_Source extract:_
Queensland Gas Users Want 15% of Reserves for Domestic Use
Due to soaring energy prices because of gas shortage caused by the export of coal seam gas (CSG) to Asia, Queensland residents are clamoring to reserve 15 per cent of the state's gas reserves for domestic use.
However, CSG producers opposed the clamor because it is unworkable. They, however, promised to lower domestic gas prices.
Taking the side of Queensland gas users is Incitec Pivot Managing Director James Fazzino who criticised Queensland's hand-off policy of allowing the state's gas to be sold offshore only as illogical and short-sighted. Incitec Pivot runs the country's only ammonium phosphate and urea plants which use gas as feedstock. Without sufficient gas supply, the facility would close, Mr Fazzino warned.
He lamented that after 18 months of negotiations with Australian gas companies, only one firm gave an indicative offer to Incitec but is price is five times higher than what American ammonium phosphate and urea plant operators are paying.
"Australia, in contrast, have naively allowed the unfettered export of this resource without regard to the immense opportunity lost in not retaining gas onshore for value adding," Mr Fazzino said in his speech at the American Chamber of Commerce gathering in Australia.
"The U.S. sees its gas reserves as an enabler of value adding and local production in revatilising the economy. We, in contrast, have naively allowed the export of this resource without regard for the immense opportunity lost," he pointed out.
The U.S. Natural Gas Act limited liquefied natural gas (LNG) exports, in the process ensuring supply and local affordability. Because of this policy, U.S. President Barack Obama, in his 2012 State of the Union address, assured that America's supply of natural gas can last almost 100 years.

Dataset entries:

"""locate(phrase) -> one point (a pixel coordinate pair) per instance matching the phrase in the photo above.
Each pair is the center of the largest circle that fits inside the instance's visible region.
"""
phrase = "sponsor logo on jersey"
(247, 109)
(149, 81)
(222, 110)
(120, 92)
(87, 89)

_What the task asks:_
Reproduce the article on Queensland gas reserves from "The U.S. Natural" up to and including "almost 100 years.", swapping "exports" for "shipments". Rely only on the article on Queensland gas reserves.

_Finished exercise:_
The U.S. Natural Gas Act limited liquefied natural gas (LNG) shipments, in the process ensuring supply and local affordability. Because of this policy, U.S. President Barack Obama, in his 2012 State of the Union address, assured that America's supply of natural gas can last almost 100 years.